ABOUT THIS TASK: In the data below, find the lines containing "building" and say how many there are, nothing more.

RECORDS:
**********

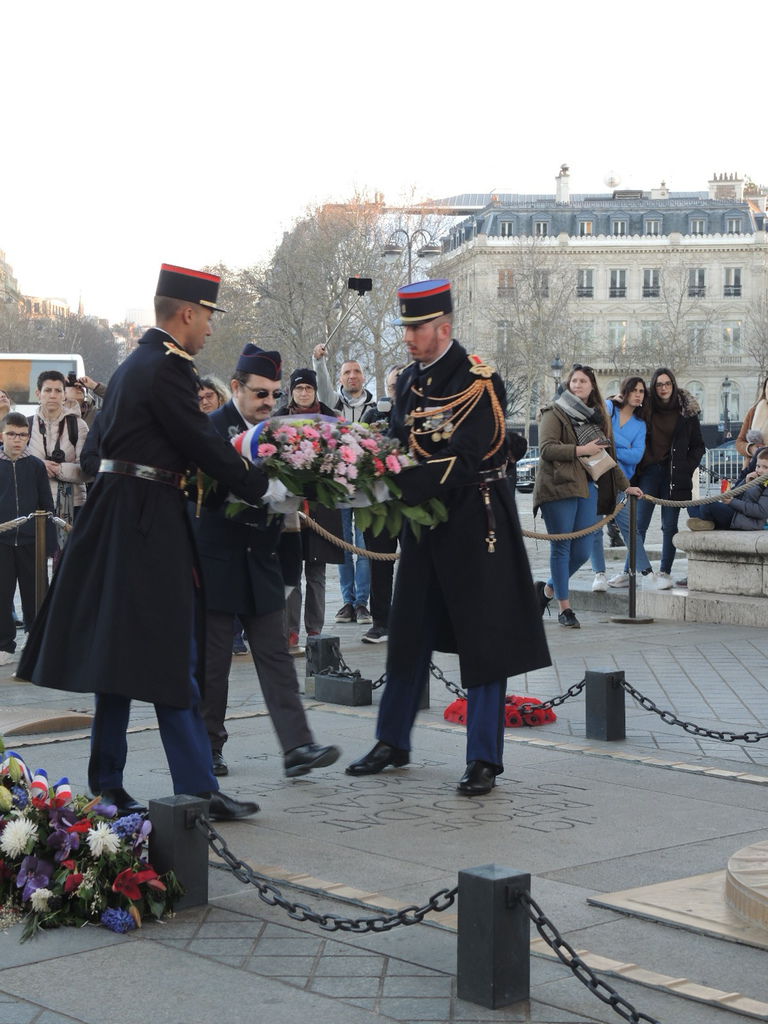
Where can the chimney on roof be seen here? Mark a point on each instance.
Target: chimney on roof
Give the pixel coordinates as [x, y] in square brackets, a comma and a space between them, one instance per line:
[562, 185]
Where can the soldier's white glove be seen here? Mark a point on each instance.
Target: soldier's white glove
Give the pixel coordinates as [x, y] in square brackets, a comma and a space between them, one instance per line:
[280, 499]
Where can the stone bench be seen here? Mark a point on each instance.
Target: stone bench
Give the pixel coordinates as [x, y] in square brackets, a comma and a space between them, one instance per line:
[727, 576]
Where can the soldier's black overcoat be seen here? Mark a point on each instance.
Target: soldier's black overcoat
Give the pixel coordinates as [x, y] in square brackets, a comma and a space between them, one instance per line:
[119, 615]
[488, 613]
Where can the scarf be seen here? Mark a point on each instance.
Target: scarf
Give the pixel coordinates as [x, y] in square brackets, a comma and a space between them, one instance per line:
[587, 422]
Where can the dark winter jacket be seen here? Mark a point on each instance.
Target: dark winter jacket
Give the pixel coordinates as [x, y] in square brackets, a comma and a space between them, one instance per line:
[687, 450]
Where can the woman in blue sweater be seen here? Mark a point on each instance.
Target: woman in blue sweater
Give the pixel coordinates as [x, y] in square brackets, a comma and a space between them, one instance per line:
[629, 435]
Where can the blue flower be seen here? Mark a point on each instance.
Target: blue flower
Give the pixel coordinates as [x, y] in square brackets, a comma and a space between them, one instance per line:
[118, 921]
[20, 797]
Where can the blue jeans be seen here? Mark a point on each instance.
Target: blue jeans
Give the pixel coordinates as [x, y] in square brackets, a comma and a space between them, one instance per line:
[654, 481]
[565, 516]
[718, 512]
[354, 572]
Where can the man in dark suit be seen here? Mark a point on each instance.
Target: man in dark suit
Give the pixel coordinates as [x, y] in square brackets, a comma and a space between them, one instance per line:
[243, 577]
[464, 587]
[123, 617]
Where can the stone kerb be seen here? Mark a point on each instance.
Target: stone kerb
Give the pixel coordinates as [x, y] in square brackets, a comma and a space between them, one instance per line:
[724, 561]
[727, 577]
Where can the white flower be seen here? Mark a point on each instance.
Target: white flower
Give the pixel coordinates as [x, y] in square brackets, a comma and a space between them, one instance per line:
[102, 840]
[16, 836]
[39, 899]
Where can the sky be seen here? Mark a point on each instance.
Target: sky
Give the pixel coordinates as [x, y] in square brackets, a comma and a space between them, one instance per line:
[195, 133]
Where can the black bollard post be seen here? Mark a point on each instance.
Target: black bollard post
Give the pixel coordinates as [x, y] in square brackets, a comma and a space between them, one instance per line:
[633, 616]
[323, 654]
[494, 940]
[177, 845]
[604, 706]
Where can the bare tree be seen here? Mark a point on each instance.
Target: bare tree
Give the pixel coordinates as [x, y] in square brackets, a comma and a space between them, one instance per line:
[531, 313]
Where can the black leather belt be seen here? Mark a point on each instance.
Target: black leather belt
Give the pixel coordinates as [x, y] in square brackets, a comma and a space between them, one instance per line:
[142, 472]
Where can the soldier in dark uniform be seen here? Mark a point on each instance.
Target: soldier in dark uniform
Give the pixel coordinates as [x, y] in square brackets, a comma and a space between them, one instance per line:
[242, 576]
[465, 587]
[123, 619]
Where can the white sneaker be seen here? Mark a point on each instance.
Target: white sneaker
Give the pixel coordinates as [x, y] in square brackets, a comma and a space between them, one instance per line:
[599, 584]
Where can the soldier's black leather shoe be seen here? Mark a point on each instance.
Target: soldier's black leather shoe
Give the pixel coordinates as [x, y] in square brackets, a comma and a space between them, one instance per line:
[478, 779]
[123, 801]
[223, 808]
[378, 759]
[301, 760]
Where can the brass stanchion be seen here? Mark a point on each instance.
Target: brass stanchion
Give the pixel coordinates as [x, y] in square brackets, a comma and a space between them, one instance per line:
[41, 558]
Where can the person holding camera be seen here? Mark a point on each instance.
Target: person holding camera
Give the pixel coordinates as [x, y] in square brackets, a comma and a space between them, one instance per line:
[56, 436]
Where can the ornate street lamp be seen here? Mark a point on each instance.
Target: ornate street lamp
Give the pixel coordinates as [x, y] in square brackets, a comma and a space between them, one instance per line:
[427, 250]
[726, 389]
[556, 368]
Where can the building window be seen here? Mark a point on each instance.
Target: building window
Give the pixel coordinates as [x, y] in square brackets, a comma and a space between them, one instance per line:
[651, 283]
[732, 338]
[616, 337]
[541, 284]
[506, 283]
[585, 287]
[697, 337]
[584, 332]
[650, 332]
[503, 337]
[617, 287]
[732, 287]
[696, 283]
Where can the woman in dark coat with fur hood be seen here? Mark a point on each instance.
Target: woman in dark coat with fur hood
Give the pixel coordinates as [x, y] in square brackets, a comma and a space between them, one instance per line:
[674, 448]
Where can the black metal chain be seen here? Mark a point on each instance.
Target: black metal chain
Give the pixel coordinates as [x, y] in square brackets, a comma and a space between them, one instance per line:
[697, 730]
[567, 955]
[572, 691]
[270, 895]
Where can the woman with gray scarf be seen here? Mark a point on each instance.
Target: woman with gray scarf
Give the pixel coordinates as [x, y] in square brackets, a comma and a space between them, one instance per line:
[574, 425]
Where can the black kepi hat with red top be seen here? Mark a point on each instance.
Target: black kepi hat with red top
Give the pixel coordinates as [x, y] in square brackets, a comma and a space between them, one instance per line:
[424, 300]
[189, 286]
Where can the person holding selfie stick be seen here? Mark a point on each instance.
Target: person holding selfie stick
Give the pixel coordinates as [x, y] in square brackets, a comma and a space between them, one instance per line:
[573, 427]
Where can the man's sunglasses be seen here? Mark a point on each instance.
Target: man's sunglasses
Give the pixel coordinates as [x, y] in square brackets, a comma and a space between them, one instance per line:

**********

COMPLETED TASK: 2